What you need to do ::
A. Can you rewrite the earthquake safety tips from "6) Most everyone" to "will be killed!", substituting "door frame" for each "doorway"?
B. Could you resume the earthquake safety tips, picking up after the last tip shown?

Tips for Eathquake Safety

by desperateblogger | 5/28/2008 08:56:00 PM | , | 2 thoughts »

Back in my elementary days, we were taught to get under desks, tables, beds or whatever sturdy furniture is available, in case of earthquakes. Boy!, were we taught wrong! Hiding under a heavy furniture is the worst thing that we can do in case of earthquakes. A study done by Doug Copp, Rescue Chief and Disaster Manager of the American Rescue Team International (ARTI) points out the following correct safety measures:


1) Most everyone who simply "ducks and covers" WHEN BUILDINGS COLLAPSE are crushed to death. People who get under objects, like desks or cars, are crushed.

2) Cats, dogs and babies often naturally curl up in the fetal position. You should too in an earthquake. It is a natural safety/survival instinct. You can survive in a smaller void. Get next to an object, next to a sofa, next to a large bulky object that will compress slightly but leave a void next to it.

3) Wooden buildings are the safest type of construction to be in during an earthquake. Wood is flexible and moves with the force of the earthquake. If the wooden building does collapse, large survival voids are created. Also, the wooden building has less concentrated, crushing weight. Brick buildings will break into individual bricks. Bricks will cause many injuries but less squashed bodies than concrete slabs.

4) If you are in bed during the night and an earthquake occurs, simply roll off the bed. A safe void will exist around the bed. Hotels can achieve a much greater survival rate in earthquakes, simply by posting a sign on the back of the door of every room telling occupants to lie down on the floor, next to the bottom of the bed during an earthquake.

5) If an earthquake happens and you cannot easily escape by getting out the door or window, then lie down and curl up in the fetal position next to a sofa, or large chair.

6) Most everyone who gets under a doorway when buildings collapse is killed. How? If you stand under a doorway and the doorjamb falls forward or backward you will be crushed by the ceiling above. If the door jam falls sideways you will be cut in half by the doorway. In either case, you will be killed!

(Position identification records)
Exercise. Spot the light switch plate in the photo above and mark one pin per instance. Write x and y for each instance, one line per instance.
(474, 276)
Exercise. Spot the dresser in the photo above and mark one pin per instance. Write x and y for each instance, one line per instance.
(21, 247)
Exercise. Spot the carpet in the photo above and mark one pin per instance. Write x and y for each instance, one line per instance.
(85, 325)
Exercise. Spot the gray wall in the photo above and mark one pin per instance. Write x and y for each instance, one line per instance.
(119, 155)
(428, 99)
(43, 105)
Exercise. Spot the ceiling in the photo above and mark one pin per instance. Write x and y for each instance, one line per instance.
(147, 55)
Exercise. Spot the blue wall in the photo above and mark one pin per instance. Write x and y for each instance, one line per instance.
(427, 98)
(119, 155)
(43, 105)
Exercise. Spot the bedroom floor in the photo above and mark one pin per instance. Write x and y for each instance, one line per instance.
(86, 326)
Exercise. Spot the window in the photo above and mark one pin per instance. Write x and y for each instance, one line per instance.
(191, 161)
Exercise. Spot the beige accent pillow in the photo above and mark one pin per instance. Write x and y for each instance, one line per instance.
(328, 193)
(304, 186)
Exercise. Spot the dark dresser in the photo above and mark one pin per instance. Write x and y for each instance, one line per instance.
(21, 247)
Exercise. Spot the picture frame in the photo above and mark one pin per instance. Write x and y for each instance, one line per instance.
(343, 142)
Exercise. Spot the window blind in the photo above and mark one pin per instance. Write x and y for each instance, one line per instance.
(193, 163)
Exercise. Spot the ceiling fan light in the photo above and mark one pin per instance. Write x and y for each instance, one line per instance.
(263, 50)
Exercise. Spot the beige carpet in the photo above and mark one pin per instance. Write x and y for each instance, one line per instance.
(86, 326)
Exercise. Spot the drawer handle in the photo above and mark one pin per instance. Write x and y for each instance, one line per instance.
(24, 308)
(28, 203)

Responses to the exercise ::
A.
6) Most everyone who gets under a door frame when buildings collapse is killed. How? If you stand under a door frame and the doorjamb falls forward or backward you will be crushed by the ceiling above. If the door jam falls sideways you will be cut in half by the door frame. In either case, you will be killed!

B.
7) Never go to the stairs. The stairs have a different "moment of frequency" (they swing separately from the main part of the building). The stairs and remainder of the building continuously bump into each other until structural failure of the stairs takes place. The people who get on stairs before they fail are chopped up by the stair treads - horribly mutilated. Even if the building doesn't collapse, stay away from the stairs. The stairs are a likely part of the building to be damaged. Even if the stairs are not collapsed by the earthquake, they may collapse later when overloaded by fleeing people. They should always be checked for safety, even when the rest of the building is not damaged.

8) Get Near the Outer Walls Of Buildings Or Outside Of Them If Possible - It is much better to be near the outside of the building rather than the interior. The farther inside you are from the outside perimeter of the building the greater the probability that your escape route will be blocked.

9) People inside of their vehicles are crushed when the road above falls in an earthquake and crushes their vehicles; which is exactly what happened with the slabs between the decks of the Nimitz Freeway. The victims of the San Francisco earthquake all stayed inside of their vehicles. They were all killed. They could have easily survived by getting out and sitting or lying next to their vehicles. Everyone killed would have survived if they had been able to get out of their cars and sit or lie next to them. All the crushed cars had voids 3 feet high next to them, except for the cars that had columns fall directly across them.

10) I discovered, while crawling inside of collapsed newspaper offices and other offices with a lot of paper, that paper does not compact. Large voids are found surrounding stacks of paper.

Spread the word!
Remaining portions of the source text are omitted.